WORK TO COMPLETE:
In the high-energy physics text, swap "postdocs" for "postdoctoral researchers" and write out the part that opens with "A number of" and closes with "as new postdocs.".
==== EXCERPT PROVIDED
Centre for the Subatomic Structure of Matter (CSSM)

High-Energy Physics (HEP)

HEP is concerned with studying particle physics, particularly with regards to understanding physics at modern collider experiments and searching for new fundamental physical laws. This includes both the experimental and theoretical aspects of these topics. 

Our researchers are also involved in the development and operation of computing resources for particle physics research, particularly GAMBIT.

High-Energy Physics (HEP)

ARC CoE for Dark Matter Particle Physics (CDMPP) - Adelaide node

A number of staff and students within the Group also are involved with the ARC Centre of Excellence for Dark Matter Particle Physics, which is exploring the nature of dark matter- one of the greatest puzzles in contemporary physics.

Adelaide node of the CDMPP


  • 2024 News

    February 2024 : We welcome Shreya Saha and Kamiel Jansenns as new postdocs.

    February 9th 2024 : Harish Potti is moving to a Research Associate position at the University of Sydney. He joined us in April 2021, and we wish him well in his new position.

    January 25th 2024 : We farewell Dipan Sengupta (Research Fellow 2022-2024) and Laura Venuti (Visitor) today. Dipan will be taking up a tenure position at UNSW, and we wish them both well for their future endeavours.

  • 2023 News

    October 10th 2023 : Tony Thomas and colleagues from the Centre for Dark Matter Particle Physics and the Jefferson Lab (Virginia, USA), have investigated a possible connection between dark photons and dark matter. Recent media exposure includes an article in the Financial Review (requires a subscription to view), and the University's Newsroom. The work is published in the Journal of High-Energy Physics.
========
==== DATA SEGMENT
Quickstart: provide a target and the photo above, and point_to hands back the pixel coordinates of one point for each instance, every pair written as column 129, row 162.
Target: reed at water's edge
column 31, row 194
========
OUTPUT:
A number of staff and students within the Group also are involved with the ARC Centre of Excellence for Dark Matter Particle Physics, which is exploring the nature of dark matter- one of the greatest puzzles in contemporary physics.

Adelaide node of the CDMPP


  • 2024 News

    February 2024 : We welcome Shreya Saha and Kamiel Jansenns as new postdoctoral researchers.